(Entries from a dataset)
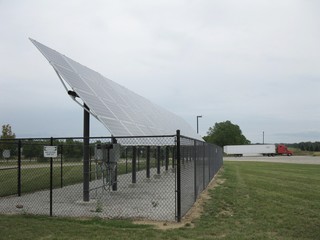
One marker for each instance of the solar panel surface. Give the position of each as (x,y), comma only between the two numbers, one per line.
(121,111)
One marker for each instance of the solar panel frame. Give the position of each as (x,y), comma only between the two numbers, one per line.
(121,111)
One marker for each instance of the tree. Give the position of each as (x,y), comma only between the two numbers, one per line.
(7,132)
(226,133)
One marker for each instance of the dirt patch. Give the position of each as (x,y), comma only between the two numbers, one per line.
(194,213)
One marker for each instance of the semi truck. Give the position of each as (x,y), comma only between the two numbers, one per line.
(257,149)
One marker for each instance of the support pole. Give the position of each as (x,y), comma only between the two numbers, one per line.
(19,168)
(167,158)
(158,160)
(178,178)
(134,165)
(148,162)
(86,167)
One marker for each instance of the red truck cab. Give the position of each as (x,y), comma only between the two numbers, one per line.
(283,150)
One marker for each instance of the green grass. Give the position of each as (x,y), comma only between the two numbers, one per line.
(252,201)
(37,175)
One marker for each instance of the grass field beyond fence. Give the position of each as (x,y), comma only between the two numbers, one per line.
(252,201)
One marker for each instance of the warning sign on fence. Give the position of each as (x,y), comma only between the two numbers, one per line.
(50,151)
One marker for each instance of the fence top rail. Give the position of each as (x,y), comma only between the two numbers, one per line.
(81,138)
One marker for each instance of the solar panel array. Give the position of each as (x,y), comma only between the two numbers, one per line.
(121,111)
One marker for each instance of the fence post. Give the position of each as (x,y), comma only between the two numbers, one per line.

- _WHAT YOU SHOULD DO_
Set down, word for word, only the lines running from the line with "One marker for each instance of the support" to the last line of the listing above. Both of those lines belong in your answer.

- _COMPLETE ANSWER_
One marker for each instance of the support pole. Give the position of each as (x,y), comma only between the two numbers, one per line.
(19,168)
(167,158)
(158,160)
(178,178)
(134,165)
(148,162)
(86,167)
One marker for each instance of the red truck cab. Give the position of each as (x,y), comma only between the two numbers, one per line.
(283,150)
One marker for each instance of the green grass. Give the position of each as (x,y), comma only between the two numbers, one per line.
(252,201)
(37,175)
One marker for each instance of the grass field beyond fence. Give the position of each as (x,y), comma only between the two numbers, one per line.
(252,201)
One marker for each instance of the warning sign on fence. Give the position of each as (x,y), comma only between the two numbers, one per line.
(50,151)
One marker for each instance of the fence top rail. Give the position of each as (x,y), comma only between the two numbers, one per line.
(81,138)
One marker for each instance of the solar panel array. Give the position of each as (x,y), comma only between the two numbers, one per line.
(121,111)
One marker for each instance of the fence post. Give the position of each as (x,y), comma only between the two numbers, one per line.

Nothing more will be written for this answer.